#### Page excerpt ####
Being a mother, I was relieved to learn that there is also a "father complex".
I have heard Jim lecture extensively on the complexes in the last twelve years and through my own analysis have become acquainted with those "other selves" that populate my inner landscape. The concept of complexes is seens as one of Carl Jung's greatest contributions to the understanding of those forces that rise up seemingly out of nowhere to defeat and discourage us or, in the context of this chapter's content, to keep us from risking growth while we cling to the security of our complexes.
In describing a dream he had while he was in training to be a Jungian analyst, Jim says on p. 88, "...what we have become is frequently the chief obstacle to our journey. What we have become is typically an assemblage of defense mechanisms and anxiety-management systems generated by the adaptive needs that our fate-fueled biographies bring to us."
It is often the parental complexes that have formed "who we have become" and because those parental complexes are within us we truly have become obstacles to our own journeys. There finally does come a day when you are faced with the burdensome reality that it's not so much someone "out there" who is keeping you stuck in infantile patterns or childhood repetitions, but a force, an energy -- a complex -- within your own inner landscape.
####
== Exercise A ==
Repeat the excerpt on Jung's complexes word for word.
#### Material supplied ####
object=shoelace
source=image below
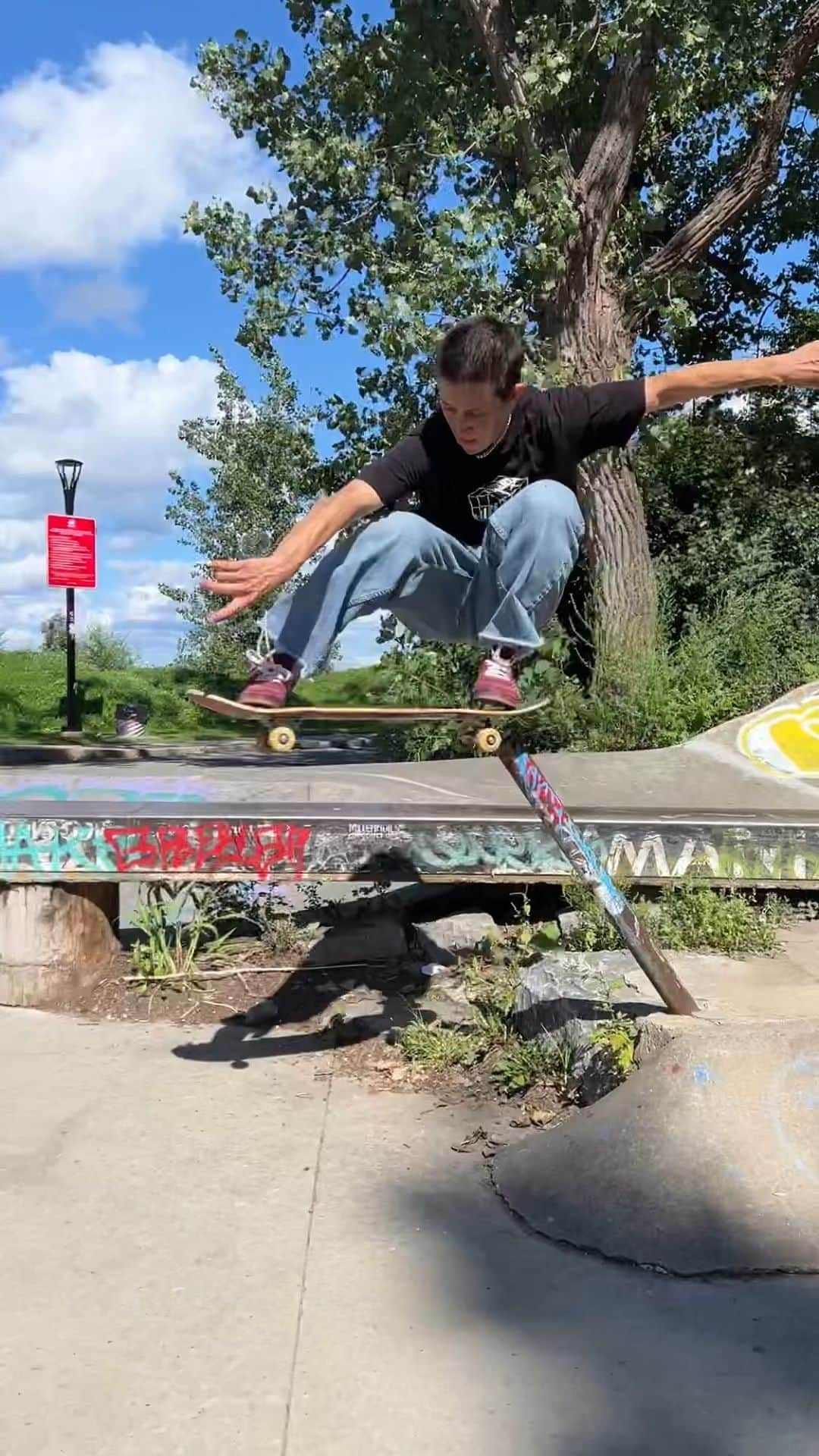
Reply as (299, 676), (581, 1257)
(484, 657), (512, 677)
(246, 622), (291, 682)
####
== Exercise B ==
Rewrite the records above with "shoelace" changed to "bootlace" and nothing else altered. Omit the pictures.

== Written response A ==
Being a mother, I was relieved to learn that there is also a "father complex".
I have heard Jim lecture extensively on the complexes in the last twelve years and through my own analysis have become acquainted with those "other selves" that populate my inner landscape. The concept of complexes is seens as one of Carl Jung's greatest contributions to the understanding of those forces that rise up seemingly out of nowhere to defeat and discourage us or, in the context of this chapter's content, to keep us from risking growth while we cling to the security of our complexes.
In describing a dream he had while he was in training to be a Jungian analyst, Jim says on p. 88, "...what we have become is frequently the chief obstacle to our journey. What we have become is typically an assemblage of defense mechanisms and anxiety-management systems generated by the adaptive needs that our fate-fueled biographies bring to us."
It is often the parental complexes that have formed "who we have become" and because those parental complexes are within us we truly have become obstacles to our own journeys. There finally does come a day when you are faced with the burdensome reality that it's not so much someone "out there" who is keeping you stuck in infantile patterns or childhood repetitions, but a force, an energy -- a complex -- within your own inner landscape.

== Written response B ==
object=bootlace
source=image below
Reply as (299, 676), (581, 1257)
(484, 657), (512, 677)
(246, 622), (291, 682)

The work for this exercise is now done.